== EXCERPT ==

Do Me a Personal Favor: Please Pre-Order *Build, Baby, Build* Now
My new non-fiction graphic novel on housing regulation releases May 1, and the sooner you order, the more you help me.
I started writing Build, Baby, Build: The Science and Ethics of Housing Regulation, in the early weeks of Covid. Now, with the kind cooperation of the Cato Institute, my second non-fiction graphic novel releases on May 1, 2024. That’s less than six weeks away.
Please forgive my laughable arrogance, but I assure you that BBB is the most fascinating book on housing regulation ever written. In fact, I assure you that there will never be a more fascinating book on housing regulation!
While objective self-interest impels you to buy the book as soon as it releases, it would be a huge favor to me if you would take the extra step of pre-ordering right away from Amazon, Barnes and Noble, Bookshop, Apple Books, or anywhere else. Why? Because all pre-orders count as “first-week sales” for national best-seller lists — and I’m aiming high.

===

▸ WHAT YOU WILL DO: Continue the pre-order appeal for *Build, Baby, Build*, starting right after its final sentence.

== LISTED ENTRIES ==

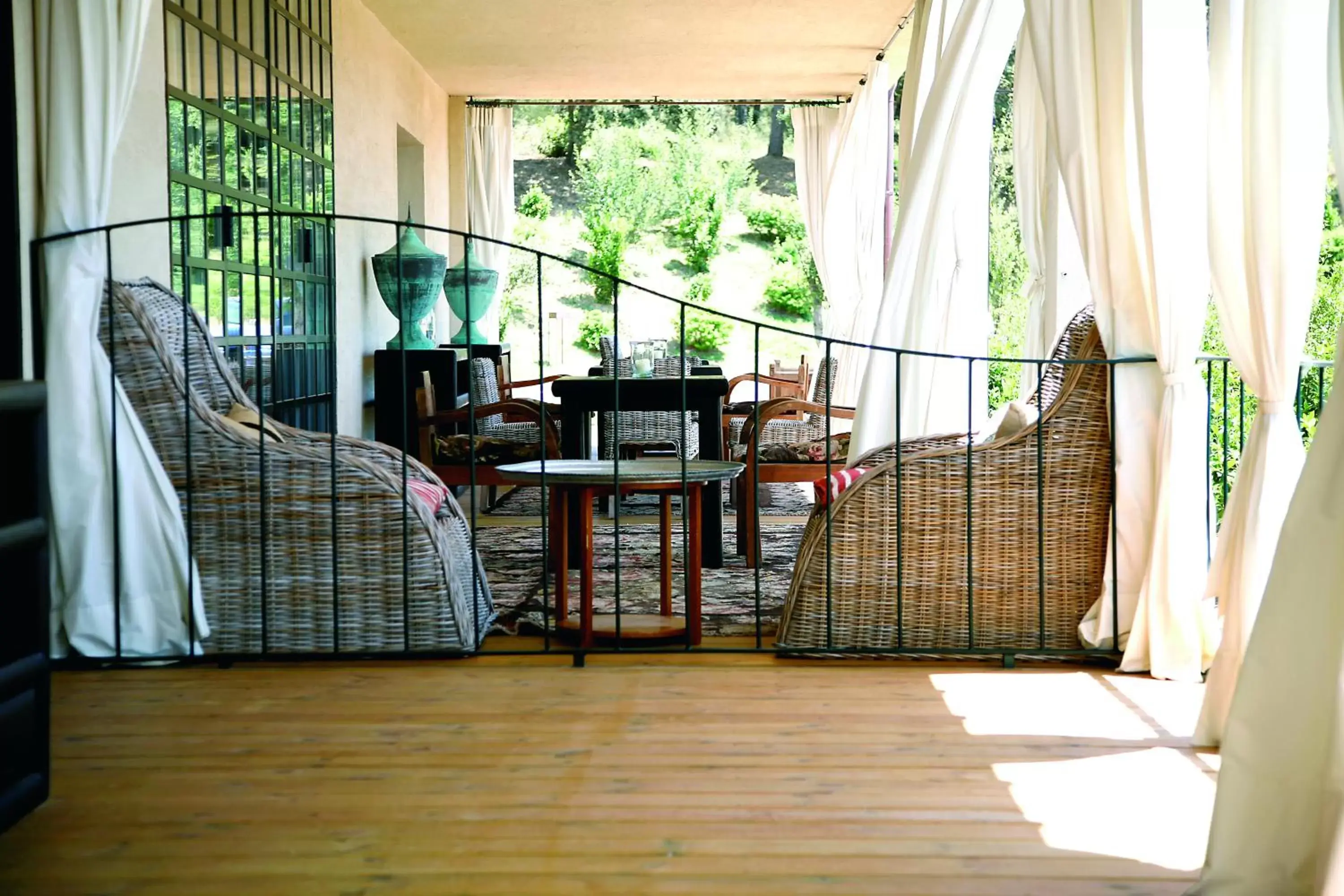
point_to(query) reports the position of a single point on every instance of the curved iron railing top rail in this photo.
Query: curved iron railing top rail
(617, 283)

===
== LISTED ENTRIES ==

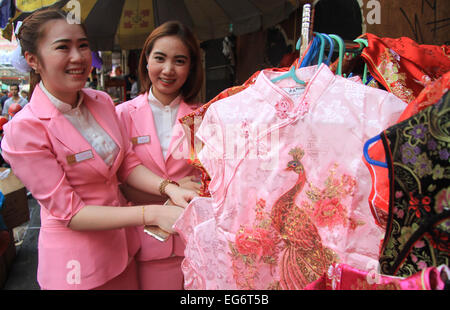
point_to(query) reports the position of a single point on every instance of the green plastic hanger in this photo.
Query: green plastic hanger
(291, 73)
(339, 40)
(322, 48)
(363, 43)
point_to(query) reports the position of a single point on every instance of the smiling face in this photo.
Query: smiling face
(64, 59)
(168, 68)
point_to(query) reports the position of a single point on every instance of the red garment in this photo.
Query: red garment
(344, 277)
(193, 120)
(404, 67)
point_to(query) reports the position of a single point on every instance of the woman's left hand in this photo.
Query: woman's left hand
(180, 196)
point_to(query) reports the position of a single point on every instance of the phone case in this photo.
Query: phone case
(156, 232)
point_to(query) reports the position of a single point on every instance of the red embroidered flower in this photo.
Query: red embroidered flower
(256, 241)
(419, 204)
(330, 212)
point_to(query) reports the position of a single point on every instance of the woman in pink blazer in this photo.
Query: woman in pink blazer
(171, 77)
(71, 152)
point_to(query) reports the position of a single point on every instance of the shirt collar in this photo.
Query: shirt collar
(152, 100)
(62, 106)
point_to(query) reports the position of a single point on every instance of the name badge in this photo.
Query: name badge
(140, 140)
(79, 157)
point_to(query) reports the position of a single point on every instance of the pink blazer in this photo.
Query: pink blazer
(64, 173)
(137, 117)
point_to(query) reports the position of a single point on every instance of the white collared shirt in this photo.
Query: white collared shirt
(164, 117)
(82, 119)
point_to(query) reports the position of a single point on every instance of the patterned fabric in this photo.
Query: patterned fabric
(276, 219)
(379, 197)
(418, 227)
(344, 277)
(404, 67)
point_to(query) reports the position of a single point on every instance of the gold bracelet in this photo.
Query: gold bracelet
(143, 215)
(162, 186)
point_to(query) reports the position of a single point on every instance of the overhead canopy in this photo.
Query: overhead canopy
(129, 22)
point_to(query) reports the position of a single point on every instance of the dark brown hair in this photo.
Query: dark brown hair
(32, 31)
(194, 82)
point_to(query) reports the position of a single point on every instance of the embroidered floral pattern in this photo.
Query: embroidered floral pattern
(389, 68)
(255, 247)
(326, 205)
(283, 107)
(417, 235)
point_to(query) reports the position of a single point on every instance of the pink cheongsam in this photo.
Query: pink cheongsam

===
== LISTED ENTRIES ==

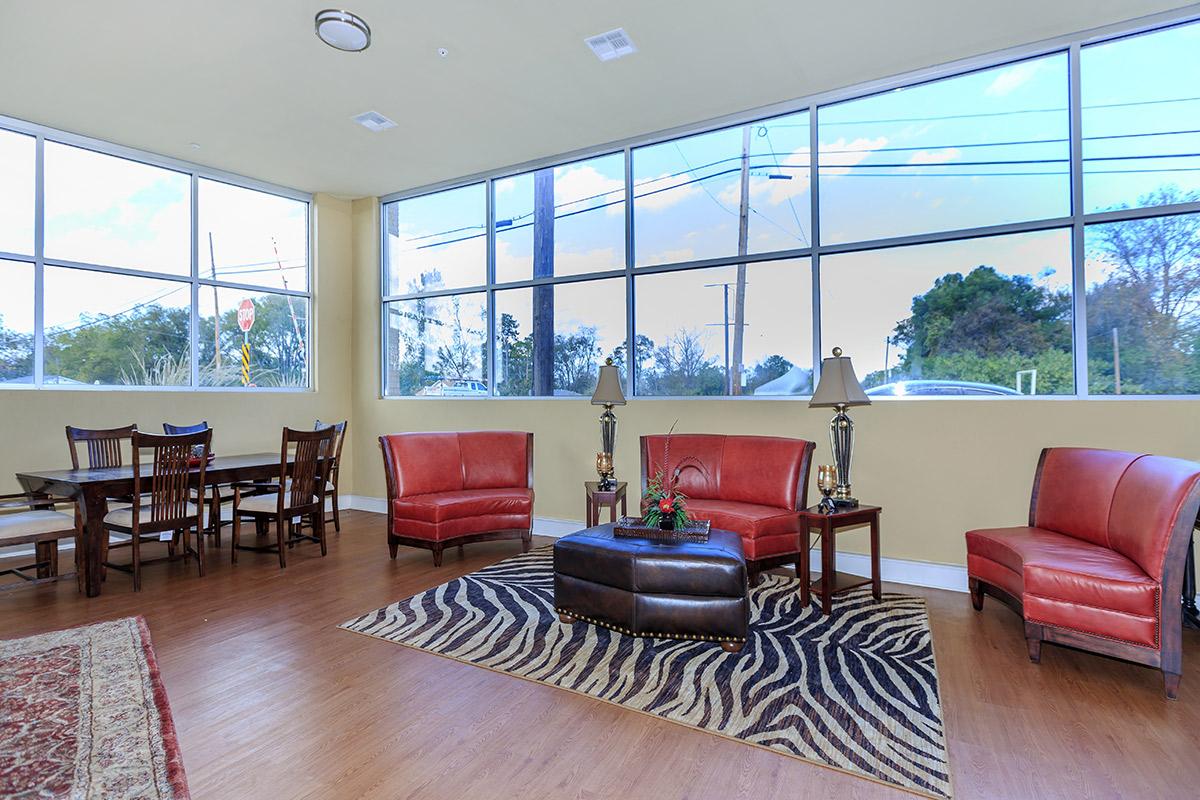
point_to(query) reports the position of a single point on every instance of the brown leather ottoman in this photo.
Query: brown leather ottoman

===

▸ ANSWER AREA:
The paperback version is $25.95, though of course if the vendor cuts the price between now and May 1, you standardly get the lower price.
The e-book version of BBB, meanwhile, is a token $10.95 on Kindle, $10.99 on Barnes and Noble e-Book, and $12.99 on Apple.
If you feel grateful that all Bet On It writing is 100% free, pre-ordering BBB is the best way I know to show your gratitude. Worried that family members (kids included) will fight over access to the book? Afraid that your friends won’t buy the book on their own? Buying spare copies is the perfect fix for these otherwise agonizing woes.
“Why a graphic novel?” If you’re already a fan of the genre, you already know the answer: This is an awesome format. But if you’re not yet a fan, here are my top reasons:
Social scientists have amassed a pile of compelling evidence on the massive benefits of housing deregulation. Unfortunately, this compelling evidence bores almost everyone to tears. A graphic novel doesn’t just bring this evidence to life; it makes it larger than life. As a result, I win more readers, and more time per reader.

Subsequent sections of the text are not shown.